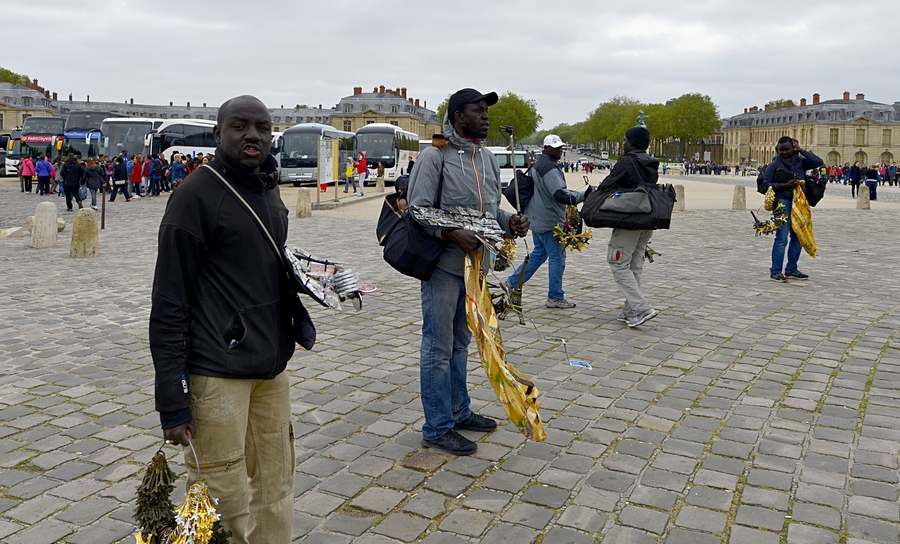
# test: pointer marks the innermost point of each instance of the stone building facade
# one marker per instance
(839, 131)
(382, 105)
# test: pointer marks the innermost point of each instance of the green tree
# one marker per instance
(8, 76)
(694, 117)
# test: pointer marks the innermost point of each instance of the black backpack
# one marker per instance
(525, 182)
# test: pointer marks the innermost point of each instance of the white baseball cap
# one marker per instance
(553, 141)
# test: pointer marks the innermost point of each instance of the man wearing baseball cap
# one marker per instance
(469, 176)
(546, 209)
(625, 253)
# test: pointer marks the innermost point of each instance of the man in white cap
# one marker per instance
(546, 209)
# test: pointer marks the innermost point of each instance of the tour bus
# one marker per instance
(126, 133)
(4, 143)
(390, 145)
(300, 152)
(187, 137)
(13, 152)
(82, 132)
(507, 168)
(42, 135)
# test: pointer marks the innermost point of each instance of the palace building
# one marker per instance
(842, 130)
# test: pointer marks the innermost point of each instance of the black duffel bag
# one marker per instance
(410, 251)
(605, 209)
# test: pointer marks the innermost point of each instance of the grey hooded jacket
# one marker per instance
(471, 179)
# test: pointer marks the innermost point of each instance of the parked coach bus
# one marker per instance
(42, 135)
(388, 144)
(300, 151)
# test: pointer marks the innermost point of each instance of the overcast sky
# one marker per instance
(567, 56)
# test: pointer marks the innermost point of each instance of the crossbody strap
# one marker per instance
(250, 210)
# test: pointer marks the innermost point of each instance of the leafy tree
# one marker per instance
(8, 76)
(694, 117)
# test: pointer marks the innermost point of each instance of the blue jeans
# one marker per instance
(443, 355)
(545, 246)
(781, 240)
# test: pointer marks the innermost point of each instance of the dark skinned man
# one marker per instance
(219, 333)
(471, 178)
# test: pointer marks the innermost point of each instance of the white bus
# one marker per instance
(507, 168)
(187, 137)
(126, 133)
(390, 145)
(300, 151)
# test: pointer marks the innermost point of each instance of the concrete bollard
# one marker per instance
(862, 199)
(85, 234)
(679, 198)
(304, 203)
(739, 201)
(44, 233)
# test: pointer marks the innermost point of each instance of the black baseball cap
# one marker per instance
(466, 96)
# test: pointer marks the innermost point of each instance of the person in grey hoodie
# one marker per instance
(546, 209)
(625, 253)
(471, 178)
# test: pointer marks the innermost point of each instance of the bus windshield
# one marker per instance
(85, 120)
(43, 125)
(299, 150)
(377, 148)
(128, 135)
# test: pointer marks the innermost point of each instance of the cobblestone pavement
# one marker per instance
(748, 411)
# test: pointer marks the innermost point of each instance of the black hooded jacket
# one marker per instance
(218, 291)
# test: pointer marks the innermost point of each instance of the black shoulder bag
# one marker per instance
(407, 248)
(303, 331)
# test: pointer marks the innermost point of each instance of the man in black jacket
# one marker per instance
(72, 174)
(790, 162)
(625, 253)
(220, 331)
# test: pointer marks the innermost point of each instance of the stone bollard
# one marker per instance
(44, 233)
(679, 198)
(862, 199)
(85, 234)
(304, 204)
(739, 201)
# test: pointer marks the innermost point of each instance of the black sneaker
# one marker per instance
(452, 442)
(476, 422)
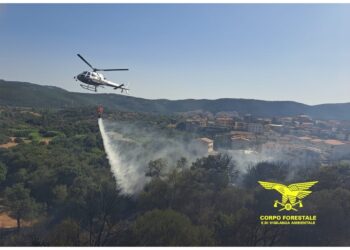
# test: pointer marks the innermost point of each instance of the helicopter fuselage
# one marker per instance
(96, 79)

*****

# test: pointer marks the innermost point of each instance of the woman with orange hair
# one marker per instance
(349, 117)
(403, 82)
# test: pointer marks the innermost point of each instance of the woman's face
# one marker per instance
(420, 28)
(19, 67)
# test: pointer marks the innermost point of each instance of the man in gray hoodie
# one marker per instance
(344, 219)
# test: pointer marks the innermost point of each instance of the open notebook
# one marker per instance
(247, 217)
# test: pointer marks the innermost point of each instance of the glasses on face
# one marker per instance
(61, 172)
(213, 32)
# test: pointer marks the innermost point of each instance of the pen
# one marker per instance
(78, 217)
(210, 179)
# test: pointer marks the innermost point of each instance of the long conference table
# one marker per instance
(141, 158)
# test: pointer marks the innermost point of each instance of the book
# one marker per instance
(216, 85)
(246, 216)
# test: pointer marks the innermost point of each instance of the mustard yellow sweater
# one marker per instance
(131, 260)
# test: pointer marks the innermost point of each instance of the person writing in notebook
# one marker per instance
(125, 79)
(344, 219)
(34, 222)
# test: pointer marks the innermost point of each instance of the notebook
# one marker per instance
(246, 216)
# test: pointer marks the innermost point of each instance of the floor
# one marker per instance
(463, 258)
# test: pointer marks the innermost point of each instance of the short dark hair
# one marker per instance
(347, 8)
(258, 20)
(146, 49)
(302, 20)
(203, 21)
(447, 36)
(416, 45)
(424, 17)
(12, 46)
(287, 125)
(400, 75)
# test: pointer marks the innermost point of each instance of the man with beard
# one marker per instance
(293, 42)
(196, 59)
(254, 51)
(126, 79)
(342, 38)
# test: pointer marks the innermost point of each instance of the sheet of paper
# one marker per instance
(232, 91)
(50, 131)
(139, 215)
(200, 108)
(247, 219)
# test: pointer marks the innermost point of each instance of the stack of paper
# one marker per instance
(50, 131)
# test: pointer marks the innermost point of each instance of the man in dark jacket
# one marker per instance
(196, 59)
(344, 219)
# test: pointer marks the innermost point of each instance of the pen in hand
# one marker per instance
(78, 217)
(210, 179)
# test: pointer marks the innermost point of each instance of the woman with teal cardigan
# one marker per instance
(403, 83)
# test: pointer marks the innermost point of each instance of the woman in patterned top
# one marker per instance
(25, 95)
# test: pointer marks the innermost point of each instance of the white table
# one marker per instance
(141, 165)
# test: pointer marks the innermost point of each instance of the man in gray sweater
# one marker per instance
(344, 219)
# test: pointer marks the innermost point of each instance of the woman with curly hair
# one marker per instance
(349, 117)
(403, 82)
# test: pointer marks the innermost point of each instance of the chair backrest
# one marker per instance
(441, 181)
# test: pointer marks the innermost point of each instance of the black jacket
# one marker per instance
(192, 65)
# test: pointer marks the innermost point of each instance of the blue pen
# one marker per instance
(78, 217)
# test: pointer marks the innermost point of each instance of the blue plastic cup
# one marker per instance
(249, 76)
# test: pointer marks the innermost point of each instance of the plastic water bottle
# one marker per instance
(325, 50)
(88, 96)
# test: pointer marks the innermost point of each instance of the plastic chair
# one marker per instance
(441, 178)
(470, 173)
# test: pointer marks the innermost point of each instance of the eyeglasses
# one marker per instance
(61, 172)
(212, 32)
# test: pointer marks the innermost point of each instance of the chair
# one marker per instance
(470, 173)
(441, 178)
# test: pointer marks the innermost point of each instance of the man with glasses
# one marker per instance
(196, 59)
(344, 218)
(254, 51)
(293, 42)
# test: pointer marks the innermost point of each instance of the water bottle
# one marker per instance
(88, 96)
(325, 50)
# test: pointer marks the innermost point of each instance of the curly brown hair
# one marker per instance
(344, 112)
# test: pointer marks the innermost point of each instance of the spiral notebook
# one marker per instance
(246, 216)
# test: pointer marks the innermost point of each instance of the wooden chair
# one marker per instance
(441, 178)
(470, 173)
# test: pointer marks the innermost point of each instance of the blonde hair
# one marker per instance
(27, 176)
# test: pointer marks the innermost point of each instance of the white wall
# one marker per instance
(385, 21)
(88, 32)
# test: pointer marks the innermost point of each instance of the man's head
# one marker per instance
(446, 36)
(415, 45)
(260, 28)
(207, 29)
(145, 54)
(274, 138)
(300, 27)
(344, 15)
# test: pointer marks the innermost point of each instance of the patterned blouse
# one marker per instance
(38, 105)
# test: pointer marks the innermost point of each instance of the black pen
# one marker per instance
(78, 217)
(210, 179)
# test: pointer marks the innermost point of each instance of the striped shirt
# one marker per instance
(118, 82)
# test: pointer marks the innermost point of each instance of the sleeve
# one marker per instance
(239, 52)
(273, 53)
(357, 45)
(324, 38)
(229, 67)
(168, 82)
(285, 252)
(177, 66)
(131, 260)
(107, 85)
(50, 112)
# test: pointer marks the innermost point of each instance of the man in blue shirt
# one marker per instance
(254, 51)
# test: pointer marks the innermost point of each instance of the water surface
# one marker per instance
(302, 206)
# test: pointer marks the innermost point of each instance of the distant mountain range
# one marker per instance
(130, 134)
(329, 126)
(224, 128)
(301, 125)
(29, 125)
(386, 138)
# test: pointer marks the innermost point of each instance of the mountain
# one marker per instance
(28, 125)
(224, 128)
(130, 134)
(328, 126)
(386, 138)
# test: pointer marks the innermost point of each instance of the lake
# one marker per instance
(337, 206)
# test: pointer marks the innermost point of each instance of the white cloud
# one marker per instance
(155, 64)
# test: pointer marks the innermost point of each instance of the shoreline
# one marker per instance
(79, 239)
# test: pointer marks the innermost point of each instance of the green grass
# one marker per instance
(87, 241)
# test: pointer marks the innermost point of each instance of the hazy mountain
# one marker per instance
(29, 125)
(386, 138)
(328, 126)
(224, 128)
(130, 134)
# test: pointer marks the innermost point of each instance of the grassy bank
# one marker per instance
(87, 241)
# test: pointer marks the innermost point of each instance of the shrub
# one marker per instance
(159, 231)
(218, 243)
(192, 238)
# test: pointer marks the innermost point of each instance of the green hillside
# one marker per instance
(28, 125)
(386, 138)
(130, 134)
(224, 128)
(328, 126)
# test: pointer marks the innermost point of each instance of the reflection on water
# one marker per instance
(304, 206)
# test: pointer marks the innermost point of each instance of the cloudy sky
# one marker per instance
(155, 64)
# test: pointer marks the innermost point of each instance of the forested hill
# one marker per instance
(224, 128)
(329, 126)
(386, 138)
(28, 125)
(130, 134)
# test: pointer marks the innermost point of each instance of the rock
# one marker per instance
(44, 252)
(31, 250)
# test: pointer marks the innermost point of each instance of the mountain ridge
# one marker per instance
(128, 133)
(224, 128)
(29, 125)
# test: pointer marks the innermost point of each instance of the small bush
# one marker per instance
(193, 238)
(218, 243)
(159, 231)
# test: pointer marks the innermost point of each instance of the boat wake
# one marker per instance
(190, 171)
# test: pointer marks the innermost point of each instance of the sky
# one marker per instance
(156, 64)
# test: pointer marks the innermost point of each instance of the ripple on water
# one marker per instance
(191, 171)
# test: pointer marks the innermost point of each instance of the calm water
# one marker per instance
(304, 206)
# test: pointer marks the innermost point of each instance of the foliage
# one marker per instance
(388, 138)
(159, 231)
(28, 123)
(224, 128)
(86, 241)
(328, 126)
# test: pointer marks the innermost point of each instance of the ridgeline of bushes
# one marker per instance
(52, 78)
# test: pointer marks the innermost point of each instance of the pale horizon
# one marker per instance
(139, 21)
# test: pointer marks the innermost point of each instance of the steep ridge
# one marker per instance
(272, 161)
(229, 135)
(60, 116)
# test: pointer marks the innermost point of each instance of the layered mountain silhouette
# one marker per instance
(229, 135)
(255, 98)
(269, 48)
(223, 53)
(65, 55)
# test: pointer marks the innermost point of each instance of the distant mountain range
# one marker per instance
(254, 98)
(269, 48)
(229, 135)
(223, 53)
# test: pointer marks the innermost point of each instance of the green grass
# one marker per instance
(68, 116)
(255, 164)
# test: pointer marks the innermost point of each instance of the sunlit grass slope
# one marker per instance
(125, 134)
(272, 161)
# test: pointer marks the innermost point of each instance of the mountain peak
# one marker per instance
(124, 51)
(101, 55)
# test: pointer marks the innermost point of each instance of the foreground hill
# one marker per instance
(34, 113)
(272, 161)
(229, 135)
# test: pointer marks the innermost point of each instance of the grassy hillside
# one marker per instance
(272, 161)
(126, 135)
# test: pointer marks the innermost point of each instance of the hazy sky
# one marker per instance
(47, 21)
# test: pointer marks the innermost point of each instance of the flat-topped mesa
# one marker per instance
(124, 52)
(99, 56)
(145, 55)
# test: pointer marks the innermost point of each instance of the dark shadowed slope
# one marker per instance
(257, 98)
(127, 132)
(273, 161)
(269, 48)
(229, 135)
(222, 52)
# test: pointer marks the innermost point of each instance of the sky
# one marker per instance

*****

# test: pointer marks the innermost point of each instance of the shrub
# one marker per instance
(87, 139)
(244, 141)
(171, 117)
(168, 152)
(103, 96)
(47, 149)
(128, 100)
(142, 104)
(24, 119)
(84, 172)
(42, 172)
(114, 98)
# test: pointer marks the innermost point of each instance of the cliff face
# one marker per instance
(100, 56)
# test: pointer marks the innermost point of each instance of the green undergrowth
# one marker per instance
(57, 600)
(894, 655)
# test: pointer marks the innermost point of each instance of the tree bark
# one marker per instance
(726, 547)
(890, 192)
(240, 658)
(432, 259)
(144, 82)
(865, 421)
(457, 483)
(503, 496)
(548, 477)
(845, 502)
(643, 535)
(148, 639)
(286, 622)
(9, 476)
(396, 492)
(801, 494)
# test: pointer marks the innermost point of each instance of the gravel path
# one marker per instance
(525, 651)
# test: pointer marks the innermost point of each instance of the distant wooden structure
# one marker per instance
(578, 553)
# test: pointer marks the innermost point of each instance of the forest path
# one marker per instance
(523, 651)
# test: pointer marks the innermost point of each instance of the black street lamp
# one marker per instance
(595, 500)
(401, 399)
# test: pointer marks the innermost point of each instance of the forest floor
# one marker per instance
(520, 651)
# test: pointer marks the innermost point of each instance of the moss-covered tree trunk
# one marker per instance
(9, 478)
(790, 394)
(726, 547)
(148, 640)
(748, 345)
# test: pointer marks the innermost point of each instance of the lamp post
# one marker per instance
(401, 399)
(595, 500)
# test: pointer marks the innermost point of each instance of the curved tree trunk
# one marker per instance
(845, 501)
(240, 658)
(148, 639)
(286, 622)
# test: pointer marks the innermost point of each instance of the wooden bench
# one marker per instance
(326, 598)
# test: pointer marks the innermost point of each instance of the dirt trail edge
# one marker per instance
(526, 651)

*****

→ ACTIVITY: Which lines of the records contain "black"? Show each of them.

→ ANSWER TO THE PROBLEM:
# test: pointer marks the innermost point of each instance of the black backpack
# test: pointer marks the innermost point of each instance of the black duffel bag
# test: pointer marks the innermost point of each instance of the black baseball cap
# test: pointer marks the innermost point of each instance of the black hooded jacket
# test: pointer marks the innermost point of each instance of the black shoulder bag
# test: pointer marks the innermost point of each instance of the man in black jacket
# test: pointer marks the innermost point of each instance of the black sneaker
# test: pointer marks the innermost point of each instance of the black jacket
# test: pointer marks the innermost point of each instance of the black pen
# test: pointer marks the innermost point of each instance of the black street lamp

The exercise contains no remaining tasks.